| TASK DESCRIPTION |
Copy out the entries below with "sample" swapped for "template" wherever it occurs, changing nothing else.

(Position identification records)

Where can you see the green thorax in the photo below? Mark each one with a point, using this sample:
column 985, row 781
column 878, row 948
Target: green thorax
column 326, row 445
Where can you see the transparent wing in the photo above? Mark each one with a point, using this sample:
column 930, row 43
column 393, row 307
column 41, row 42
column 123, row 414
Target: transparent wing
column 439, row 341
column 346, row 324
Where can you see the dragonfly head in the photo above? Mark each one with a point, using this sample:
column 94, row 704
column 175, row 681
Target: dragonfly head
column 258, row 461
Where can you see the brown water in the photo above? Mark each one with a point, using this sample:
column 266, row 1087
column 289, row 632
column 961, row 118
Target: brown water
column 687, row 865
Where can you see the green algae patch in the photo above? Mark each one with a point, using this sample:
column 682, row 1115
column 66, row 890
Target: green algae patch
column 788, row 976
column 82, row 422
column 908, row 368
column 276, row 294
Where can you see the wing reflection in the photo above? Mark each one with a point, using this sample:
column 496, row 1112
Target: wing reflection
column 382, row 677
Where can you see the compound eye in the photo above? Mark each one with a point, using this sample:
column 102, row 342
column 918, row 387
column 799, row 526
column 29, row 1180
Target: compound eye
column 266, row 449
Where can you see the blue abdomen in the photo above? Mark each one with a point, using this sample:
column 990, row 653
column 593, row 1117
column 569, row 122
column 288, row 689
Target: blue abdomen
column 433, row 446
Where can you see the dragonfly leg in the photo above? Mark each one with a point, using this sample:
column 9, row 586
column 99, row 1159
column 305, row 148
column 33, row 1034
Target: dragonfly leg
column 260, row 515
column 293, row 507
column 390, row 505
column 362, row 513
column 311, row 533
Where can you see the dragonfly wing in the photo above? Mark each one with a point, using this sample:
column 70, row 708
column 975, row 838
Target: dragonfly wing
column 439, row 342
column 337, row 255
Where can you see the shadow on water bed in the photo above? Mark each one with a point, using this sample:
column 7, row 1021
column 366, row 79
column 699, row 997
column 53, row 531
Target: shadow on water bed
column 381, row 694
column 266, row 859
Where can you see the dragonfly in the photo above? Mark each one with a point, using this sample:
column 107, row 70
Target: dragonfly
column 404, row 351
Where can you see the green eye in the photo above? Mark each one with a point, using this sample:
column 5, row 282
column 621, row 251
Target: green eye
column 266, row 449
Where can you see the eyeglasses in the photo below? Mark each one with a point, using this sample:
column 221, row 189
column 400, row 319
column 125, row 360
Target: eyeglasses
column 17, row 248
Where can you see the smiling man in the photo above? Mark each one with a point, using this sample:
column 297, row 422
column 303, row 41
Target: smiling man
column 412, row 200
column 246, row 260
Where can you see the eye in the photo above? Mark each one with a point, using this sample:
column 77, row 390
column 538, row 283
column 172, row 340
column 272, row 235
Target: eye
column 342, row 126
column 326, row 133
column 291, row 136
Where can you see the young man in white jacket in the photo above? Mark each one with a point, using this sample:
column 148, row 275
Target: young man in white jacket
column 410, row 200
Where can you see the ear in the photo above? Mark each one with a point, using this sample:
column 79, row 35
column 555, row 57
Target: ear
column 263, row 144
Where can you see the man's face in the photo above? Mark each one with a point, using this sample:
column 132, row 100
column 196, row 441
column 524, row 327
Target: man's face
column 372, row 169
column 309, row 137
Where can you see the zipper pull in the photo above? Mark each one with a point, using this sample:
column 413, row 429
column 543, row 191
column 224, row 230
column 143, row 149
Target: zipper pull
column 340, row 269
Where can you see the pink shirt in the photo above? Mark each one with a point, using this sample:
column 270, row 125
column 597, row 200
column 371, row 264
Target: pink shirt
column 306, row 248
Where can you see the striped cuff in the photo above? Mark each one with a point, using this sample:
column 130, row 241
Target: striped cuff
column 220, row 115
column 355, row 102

| ANSWER TO THIS EXERCISE |
Where can you see the green thorax in the photo below? Mark each one with a point, using this template:
column 985, row 781
column 878, row 948
Target: green thorax
column 326, row 445
Where can you see the transparent wing in the photo above? Mark each one with a point, using this template:
column 930, row 43
column 393, row 307
column 41, row 42
column 123, row 414
Target: transparent wing
column 439, row 341
column 346, row 324
Where can you see the dragonfly head in the photo above? Mark each one with a point, using this template:
column 94, row 704
column 175, row 681
Target: dragonfly head
column 258, row 461
Where can you see the brown water in the photo above? Mark each one with a point, using this template:
column 266, row 1087
column 289, row 632
column 961, row 118
Target: brown water
column 687, row 865
Where can you see the green algae patch in the photo above? Mark each one with a point, using this template:
column 682, row 1115
column 66, row 890
Target: green algae patch
column 788, row 976
column 82, row 422
column 908, row 368
column 276, row 294
Where can you see the wing reflection in the photo above? Mark each one with a point, using this template:
column 496, row 1112
Target: wing reflection
column 382, row 677
Where can you see the compound eye in the photo above? Mark each one with a point, using this template:
column 102, row 342
column 918, row 387
column 799, row 526
column 29, row 1180
Target: compound eye
column 266, row 449
Where can you see the blue abdomen in the photo above? Mark each one with a point, using this template:
column 990, row 653
column 593, row 1117
column 569, row 122
column 288, row 689
Target: blue abdomen
column 433, row 446
Where can you see the dragonfly leg in the photo above? Mark each one with a point, using this template:
column 9, row 586
column 99, row 1159
column 305, row 148
column 33, row 1034
Target: dragonfly leg
column 260, row 515
column 293, row 507
column 390, row 505
column 362, row 513
column 311, row 533
Where can you see the dragonfly wing in the photo above? Mark each one with a point, using this template:
column 70, row 708
column 975, row 838
Target: dragonfly wing
column 439, row 342
column 337, row 255
Where can you see the shadow on water bed in the photo above? Mark each one with a point, using this template:
column 7, row 1021
column 366, row 79
column 699, row 997
column 53, row 531
Target: shadow on water bed
column 381, row 694
column 266, row 859
Where can you see the dragonfly in the photo above? Mark each one with a point, using this template:
column 107, row 70
Target: dragonfly
column 404, row 351
Where can you see the green eye in the photo above? Mark each one with a point, using this template:
column 5, row 282
column 621, row 251
Target: green eye
column 266, row 449
Where can you see the eyeglasses in the photo below? Mark each one with a point, using this template:
column 221, row 189
column 400, row 319
column 125, row 360
Target: eyeglasses
column 17, row 248
Where can you see the smiling man in the photo above? Mark each one with a point, using this template:
column 297, row 422
column 303, row 41
Target: smiling man
column 412, row 200
column 246, row 260
Where can you see the eye in the photo above? Mark each one with a point, using this template:
column 77, row 390
column 538, row 283
column 172, row 340
column 272, row 235
Target: eye
column 342, row 126
column 326, row 133
column 291, row 136
Where can you see the young man in white jacket in the photo above? Mark each one with a point, using this template:
column 148, row 275
Target: young man in white jacket
column 410, row 200
Where can you see the ear in the photo above? Mark each one with a point, using this template:
column 79, row 35
column 555, row 57
Target: ear
column 263, row 144
Where can you see the man's face in the photo above? Mark each one with a point, using this template:
column 132, row 100
column 196, row 441
column 524, row 327
Target: man's face
column 372, row 169
column 309, row 137
Where can you see the zipper pull in the photo above? Mark each one with a point, using this template:
column 413, row 429
column 543, row 191
column 224, row 230
column 143, row 149
Target: zipper pull
column 340, row 269
Where can you see the pink shirt in the photo above? Mark each one with a point, using this template:
column 270, row 125
column 597, row 200
column 371, row 264
Target: pink shirt
column 306, row 248
Where can you see the striped cuff in the photo above? Mark each one with a point, using this template:
column 130, row 241
Target: striped cuff
column 220, row 115
column 355, row 102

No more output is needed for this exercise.